>> START EXERCISE DATA
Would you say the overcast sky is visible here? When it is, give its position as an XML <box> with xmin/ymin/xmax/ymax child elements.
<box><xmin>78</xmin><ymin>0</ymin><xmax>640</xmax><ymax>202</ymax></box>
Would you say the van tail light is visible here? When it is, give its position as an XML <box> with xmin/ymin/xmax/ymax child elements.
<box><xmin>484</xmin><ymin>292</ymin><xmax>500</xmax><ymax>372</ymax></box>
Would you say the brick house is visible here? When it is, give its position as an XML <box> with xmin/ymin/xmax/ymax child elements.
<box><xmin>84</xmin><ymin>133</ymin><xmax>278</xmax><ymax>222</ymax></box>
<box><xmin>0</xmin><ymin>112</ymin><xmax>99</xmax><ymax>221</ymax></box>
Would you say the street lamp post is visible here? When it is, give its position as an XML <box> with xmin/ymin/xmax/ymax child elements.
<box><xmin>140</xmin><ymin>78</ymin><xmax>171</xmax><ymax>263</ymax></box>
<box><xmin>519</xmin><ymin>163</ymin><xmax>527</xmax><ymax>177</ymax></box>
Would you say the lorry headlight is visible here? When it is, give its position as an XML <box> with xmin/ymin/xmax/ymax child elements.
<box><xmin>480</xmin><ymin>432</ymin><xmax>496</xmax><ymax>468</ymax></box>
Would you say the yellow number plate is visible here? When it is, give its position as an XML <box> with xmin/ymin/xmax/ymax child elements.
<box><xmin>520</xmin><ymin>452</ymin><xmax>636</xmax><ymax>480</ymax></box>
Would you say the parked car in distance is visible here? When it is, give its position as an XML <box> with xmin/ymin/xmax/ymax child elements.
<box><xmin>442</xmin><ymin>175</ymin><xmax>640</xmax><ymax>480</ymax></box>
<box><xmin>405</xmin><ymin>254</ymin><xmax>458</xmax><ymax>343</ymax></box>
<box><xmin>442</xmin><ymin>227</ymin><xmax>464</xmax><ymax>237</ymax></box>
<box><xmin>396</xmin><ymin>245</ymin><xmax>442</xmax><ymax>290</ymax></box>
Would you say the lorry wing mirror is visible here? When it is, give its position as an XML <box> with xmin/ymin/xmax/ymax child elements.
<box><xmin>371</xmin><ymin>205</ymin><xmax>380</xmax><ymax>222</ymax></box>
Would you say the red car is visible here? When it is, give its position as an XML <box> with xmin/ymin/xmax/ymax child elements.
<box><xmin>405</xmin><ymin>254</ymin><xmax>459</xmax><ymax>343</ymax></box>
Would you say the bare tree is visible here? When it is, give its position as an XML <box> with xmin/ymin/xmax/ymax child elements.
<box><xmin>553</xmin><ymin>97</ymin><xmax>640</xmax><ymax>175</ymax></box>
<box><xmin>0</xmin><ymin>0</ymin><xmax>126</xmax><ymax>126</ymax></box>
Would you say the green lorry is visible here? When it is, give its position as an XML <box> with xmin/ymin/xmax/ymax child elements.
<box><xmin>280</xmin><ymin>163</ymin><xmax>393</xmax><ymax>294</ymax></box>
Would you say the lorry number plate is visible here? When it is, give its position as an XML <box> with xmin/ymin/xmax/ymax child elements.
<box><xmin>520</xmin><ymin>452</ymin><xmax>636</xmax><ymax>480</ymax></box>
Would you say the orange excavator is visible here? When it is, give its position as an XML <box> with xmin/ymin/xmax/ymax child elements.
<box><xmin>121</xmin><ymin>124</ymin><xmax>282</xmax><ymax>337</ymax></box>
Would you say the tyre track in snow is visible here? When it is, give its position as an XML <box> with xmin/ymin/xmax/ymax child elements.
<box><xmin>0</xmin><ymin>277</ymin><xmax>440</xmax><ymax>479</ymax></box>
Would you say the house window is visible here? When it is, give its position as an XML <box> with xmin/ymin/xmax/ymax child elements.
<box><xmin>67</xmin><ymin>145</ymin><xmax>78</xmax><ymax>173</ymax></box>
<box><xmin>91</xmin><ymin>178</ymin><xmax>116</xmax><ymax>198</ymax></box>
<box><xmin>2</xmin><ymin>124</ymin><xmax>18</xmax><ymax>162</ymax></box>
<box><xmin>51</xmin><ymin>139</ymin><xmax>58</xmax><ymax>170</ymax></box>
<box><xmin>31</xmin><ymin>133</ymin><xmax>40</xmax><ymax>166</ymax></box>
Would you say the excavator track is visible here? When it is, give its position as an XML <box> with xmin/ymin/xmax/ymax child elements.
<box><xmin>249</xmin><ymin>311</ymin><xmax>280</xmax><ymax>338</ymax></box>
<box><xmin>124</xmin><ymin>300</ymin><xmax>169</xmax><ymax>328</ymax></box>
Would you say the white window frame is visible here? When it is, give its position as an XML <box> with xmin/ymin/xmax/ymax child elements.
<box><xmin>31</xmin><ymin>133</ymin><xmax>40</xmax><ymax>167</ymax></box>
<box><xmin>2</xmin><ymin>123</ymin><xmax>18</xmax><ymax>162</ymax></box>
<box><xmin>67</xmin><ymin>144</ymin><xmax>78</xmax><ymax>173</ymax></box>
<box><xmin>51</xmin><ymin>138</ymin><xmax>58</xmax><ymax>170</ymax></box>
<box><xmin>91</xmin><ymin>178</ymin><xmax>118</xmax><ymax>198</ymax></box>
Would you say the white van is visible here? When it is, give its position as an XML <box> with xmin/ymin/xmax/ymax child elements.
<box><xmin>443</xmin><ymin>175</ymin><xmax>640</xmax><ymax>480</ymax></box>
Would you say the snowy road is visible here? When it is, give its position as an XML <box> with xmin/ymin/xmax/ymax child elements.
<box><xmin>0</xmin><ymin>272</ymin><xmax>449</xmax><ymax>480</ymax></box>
>> END EXERCISE DATA
§ **SHORT TASK**:
Find every line in the entries above that contains the string "plate", and copy each one out in full.

§ **THE RESULT**:
Would you say the yellow number plate is visible here? When it is, give its position as an XML <box> with xmin/ymin/xmax/ymax child elements.
Would you say the lorry number plate is visible here? When it is, give its position as an XML <box> with xmin/ymin/xmax/ymax child elements.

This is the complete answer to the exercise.